Metin Alıntısı =>
^^^^^^^^

Emsal Mahkeme Kararı İstanbul 11. Asliye Ticaret Mahkemesi 2021/446 E. 2022/994 K. 15.11.2022 T.

Görüntülediğiniz mahkeme kararı henüz kesinleşmemiştir. Yararlı olması amacıyla eklenmiştir.

T.C.
11. ASLİYE TİCARET MAHKEMESİ

ESAS NO:2021/446 Esas
KARAR NO:2022/994

DAVA:Tazminat (Haksız Fiilden Kaynaklanan)
DAVA TARİHİ:28/06/2021
KARAR TARİHİ:15/11/2022

Mahkememizde görülmekte olan Tazminat (Haksız Fiilden Kaynaklanan) davasının yapılan açık yargılaması sonunda,
GEREĞİ DÜŞÜNÜLDÜ:
DAVA DİLEKÇESİ:
Davacı vekili dava dilekçesinde; 14.09.2016 tarihinde saat 20.00 sıralarında … Mahallesi 43.Sokakta müvekkilİ davacı kardeşi ile beraber yaya geçidinden karşıdan karşıya geçerken davalılardan … sevk ve idaresinde … plaka sayılı araç müvekkilİ ve kardeşine çarptığını ve maddi hasarlı trafik kazası meydana geldiğini, davalı sürücü, kurallara riayet etmeden çok hızlı bir şekilde araç kullandığı için söz konusu kaza olduğunu ve müvekkili yaralandığını, kaza sonucu müvekkilinin vücudunda kemik kırıkları meydana geldiğini, hastana kayıtlarından da bu hususların görülebileceğini, ceza mahkemesinde yapılan yargılamada alınan bilirkişi raporundaki kusur tespitinin bu dava yönünden bir bağlayıcının bulunmadığını, davalı … şirketine meydana gelen zararların karşılanması için başvurulduğunu ancak olumlu bir yanıt alınamadığını, bunun üzerine dava açma zorunluluğu hasıl olduğunu, davalı …’ın sevk ve idaresindeki aracın Zorunlu Mali Sorumluluk Sigortası … Sigorta tarafından yapıldığını, taraflarınca dava açılmadan önce sigorta şirketine başvurulduğunu ancak İstanbul Arabuluculuk Bürosu Büro Dosya No:2021/… Arabuluculuk Numarası 2021/… nolu başvuru neticesinde arabuluculuk görüşmelerinde olumlu sonuç alınamadığından işbu davayı açma zarureti hasıl olduğunu, maddi tazminat taleplerinin bulunmakta olduğunu, müvekkilinin kaza tarihindeki yaşının küçüklüğü maluliyet ve iş göremezlik tazminatına hak kazanamayacağı anlamına gelmemesinin gerektiğini, meydana gelen kaza neticesinde müvekkilinin yaralandığını ve vücudunda hasar meydana gelmiş olup ilgili zararların giderilmesi gerektiğinden işbu davayı açma zarureti hasıl olduğunu, açıklanan tüm bu nedenlerle maluliyet durumunun tespiti ile fazlaya ilişkin hakları saklı kalmak kaydıyla 6100 sayılıYasa’nın107.maddesine göre belirlenecek maddi tazminatın(geçici iş göremezlik ve sürekli iş göremezlik); sigorta limitini aşmamak üzere temerrüt tarihinden işletilecek avans faizi, yargılama giderleri ve avukatlık ücreti ile birlikte davalıdan tahsiline karar verilmesini talep ve dava etmiştir.

^^^^^^^^

Sağlanan Veriler =>

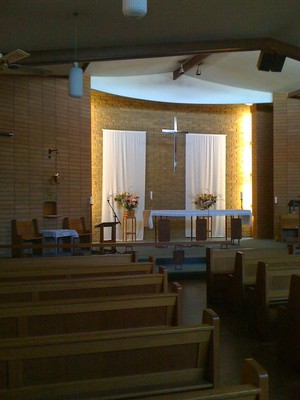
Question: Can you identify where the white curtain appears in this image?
[102,129,146,240]
[185,133,226,237]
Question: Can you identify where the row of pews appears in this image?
[206,247,300,362]
[0,254,268,400]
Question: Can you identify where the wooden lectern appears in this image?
[95,222,119,254]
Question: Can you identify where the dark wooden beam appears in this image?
[18,38,300,66]
[173,54,210,81]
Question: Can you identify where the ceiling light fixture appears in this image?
[196,64,201,76]
[123,0,147,19]
[69,13,83,97]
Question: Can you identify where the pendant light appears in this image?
[69,13,83,97]
[123,0,147,19]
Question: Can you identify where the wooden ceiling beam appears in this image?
[18,38,300,66]
[173,54,210,81]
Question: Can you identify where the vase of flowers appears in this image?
[115,192,140,218]
[193,193,218,210]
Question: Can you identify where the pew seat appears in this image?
[0,310,220,400]
[11,218,43,258]
[228,247,292,311]
[0,282,182,339]
[135,358,269,400]
[0,255,156,283]
[247,262,300,338]
[0,267,168,307]
[277,273,300,371]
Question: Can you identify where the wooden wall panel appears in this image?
[0,76,91,255]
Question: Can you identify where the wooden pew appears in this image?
[0,253,137,271]
[0,268,168,306]
[206,247,249,304]
[0,257,156,282]
[248,264,300,338]
[206,247,288,304]
[277,274,300,371]
[0,283,182,339]
[228,247,296,311]
[135,358,269,400]
[0,310,220,400]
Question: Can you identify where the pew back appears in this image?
[255,262,300,305]
[229,247,290,305]
[0,310,220,400]
[206,246,250,304]
[0,257,156,283]
[0,269,168,306]
[0,283,182,339]
[278,273,300,371]
[248,262,300,337]
[0,253,137,271]
[135,358,269,400]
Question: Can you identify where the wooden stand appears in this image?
[196,216,212,240]
[196,217,207,240]
[230,217,242,244]
[95,222,118,254]
[158,218,171,242]
[122,211,136,242]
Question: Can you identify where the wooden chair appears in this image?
[63,217,91,248]
[11,219,43,257]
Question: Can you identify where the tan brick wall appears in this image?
[252,105,274,239]
[0,76,91,255]
[91,91,250,239]
[274,93,300,238]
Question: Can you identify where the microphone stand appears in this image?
[107,199,121,225]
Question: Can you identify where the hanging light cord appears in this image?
[74,13,78,61]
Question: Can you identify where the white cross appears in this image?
[162,117,188,173]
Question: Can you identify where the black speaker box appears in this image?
[257,50,286,72]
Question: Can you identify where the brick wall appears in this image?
[91,91,250,240]
[252,104,274,239]
[273,93,300,238]
[0,76,91,255]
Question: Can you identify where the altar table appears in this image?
[148,210,252,240]
[41,229,79,255]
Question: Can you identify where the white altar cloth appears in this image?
[41,229,79,255]
[149,210,252,229]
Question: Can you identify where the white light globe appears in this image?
[69,62,83,97]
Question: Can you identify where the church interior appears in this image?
[0,0,300,400]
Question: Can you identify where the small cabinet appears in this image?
[280,213,299,242]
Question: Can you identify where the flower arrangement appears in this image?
[193,193,218,210]
[115,192,140,211]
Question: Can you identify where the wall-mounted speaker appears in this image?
[257,50,286,72]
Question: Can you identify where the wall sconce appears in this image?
[122,0,147,19]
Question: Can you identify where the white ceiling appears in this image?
[0,0,300,104]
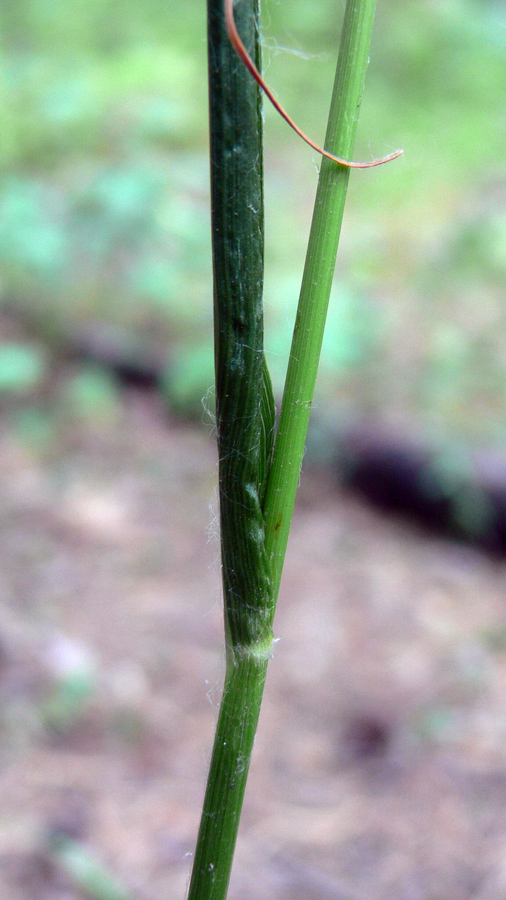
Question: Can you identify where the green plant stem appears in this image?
[188,0,384,900]
[264,0,376,599]
[189,0,274,900]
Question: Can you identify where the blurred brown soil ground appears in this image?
[0,392,506,900]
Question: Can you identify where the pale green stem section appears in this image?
[264,0,376,597]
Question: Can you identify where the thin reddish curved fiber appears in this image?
[225,0,404,169]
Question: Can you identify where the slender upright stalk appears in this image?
[189,0,274,900]
[189,0,388,900]
[264,0,376,600]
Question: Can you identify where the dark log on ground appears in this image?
[333,427,506,556]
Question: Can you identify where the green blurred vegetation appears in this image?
[0,0,506,444]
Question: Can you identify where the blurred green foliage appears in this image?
[0,0,506,443]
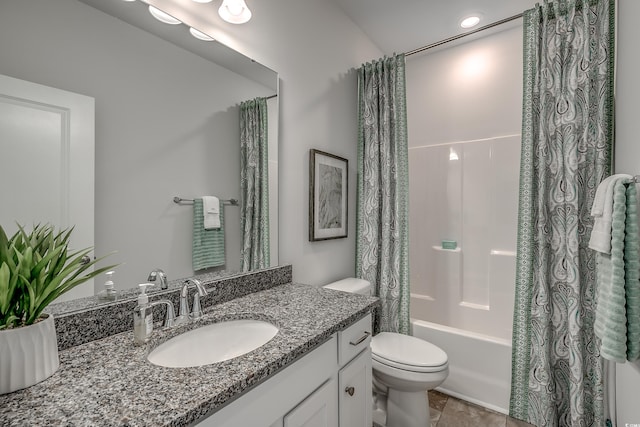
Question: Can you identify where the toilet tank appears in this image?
[323,277,371,295]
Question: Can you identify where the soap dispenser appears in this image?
[133,283,154,345]
[98,271,117,301]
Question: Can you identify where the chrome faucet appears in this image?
[176,279,207,325]
[147,268,169,289]
[150,299,176,328]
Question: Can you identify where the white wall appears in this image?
[0,0,272,288]
[150,0,382,285]
[615,0,640,427]
[407,25,522,341]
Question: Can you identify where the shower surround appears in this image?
[406,20,522,413]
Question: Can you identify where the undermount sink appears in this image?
[147,319,278,368]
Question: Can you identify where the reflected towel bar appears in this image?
[173,196,238,206]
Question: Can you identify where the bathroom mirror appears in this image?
[0,0,278,308]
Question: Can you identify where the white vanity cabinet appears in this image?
[198,314,372,427]
[338,315,373,427]
[284,378,338,427]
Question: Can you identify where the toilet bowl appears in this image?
[325,278,449,427]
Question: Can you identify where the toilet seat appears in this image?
[371,332,448,373]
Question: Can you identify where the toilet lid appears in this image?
[371,332,447,372]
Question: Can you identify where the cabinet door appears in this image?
[338,349,373,427]
[284,378,338,427]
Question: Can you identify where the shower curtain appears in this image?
[240,98,270,271]
[510,0,614,427]
[356,54,410,334]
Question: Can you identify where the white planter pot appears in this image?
[0,314,60,394]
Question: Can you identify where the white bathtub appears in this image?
[411,319,511,414]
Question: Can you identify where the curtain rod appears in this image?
[404,13,522,57]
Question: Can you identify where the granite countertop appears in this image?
[0,283,378,427]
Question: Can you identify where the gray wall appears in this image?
[615,0,640,426]
[0,0,272,288]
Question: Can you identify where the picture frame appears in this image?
[309,149,349,242]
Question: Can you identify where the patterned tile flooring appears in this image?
[429,390,532,427]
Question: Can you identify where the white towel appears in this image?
[202,196,220,230]
[589,174,633,254]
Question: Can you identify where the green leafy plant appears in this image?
[0,225,115,330]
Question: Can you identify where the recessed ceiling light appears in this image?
[149,5,182,25]
[218,0,251,24]
[460,16,480,28]
[189,27,214,42]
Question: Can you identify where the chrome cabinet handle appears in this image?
[349,331,371,345]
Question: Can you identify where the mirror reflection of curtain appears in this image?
[510,0,614,427]
[356,54,410,334]
[240,98,270,271]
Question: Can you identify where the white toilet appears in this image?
[325,278,449,427]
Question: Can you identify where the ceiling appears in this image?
[331,0,541,54]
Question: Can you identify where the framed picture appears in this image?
[309,150,349,242]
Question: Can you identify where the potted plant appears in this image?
[0,225,114,394]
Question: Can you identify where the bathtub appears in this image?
[411,319,511,414]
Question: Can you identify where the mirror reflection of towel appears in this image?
[192,198,225,271]
[202,196,220,230]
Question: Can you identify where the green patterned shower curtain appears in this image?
[356,54,410,334]
[240,98,270,271]
[510,0,614,427]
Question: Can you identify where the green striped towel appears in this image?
[192,198,225,271]
[624,182,640,362]
[594,179,640,363]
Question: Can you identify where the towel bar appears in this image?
[173,196,238,206]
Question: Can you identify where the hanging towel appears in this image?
[594,178,640,363]
[624,181,640,362]
[589,174,633,254]
[192,198,225,271]
[202,196,220,230]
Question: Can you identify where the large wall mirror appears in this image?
[0,0,278,304]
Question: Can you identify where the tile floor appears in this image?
[429,390,532,427]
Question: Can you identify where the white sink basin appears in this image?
[147,320,278,368]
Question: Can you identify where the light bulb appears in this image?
[218,0,251,24]
[189,27,214,42]
[149,5,182,25]
[460,16,480,28]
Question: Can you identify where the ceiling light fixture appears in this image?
[189,27,214,42]
[149,5,182,25]
[460,16,480,28]
[218,0,251,24]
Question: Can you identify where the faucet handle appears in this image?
[191,292,202,320]
[151,299,176,328]
[147,268,169,289]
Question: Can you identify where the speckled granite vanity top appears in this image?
[0,284,377,427]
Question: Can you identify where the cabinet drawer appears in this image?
[338,313,371,366]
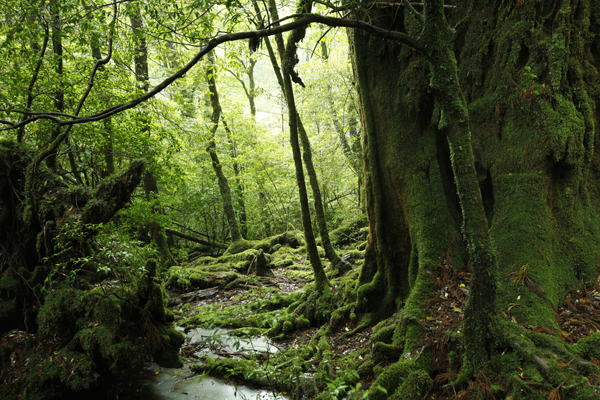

^^^^^^^^

Yazılı Görev =>
Yukarıdaki mahkeme kararına göre aşağıdakileri kısaca yanıtlayın.
(a) Dava hangi tarihte açılmıştır?
(b) Kaza hangi tarihte ve saat kaç sıralarında meydana gelmiştir?
(c) Davacı, yaya geçidinden karşıya geçerken kiminle birlikteydi?

Tamamlanan Görev =>
(a) 28/06/2021
(b) 14.09.2016, saat 20.00 sıralarında
(c) Kardeşiyle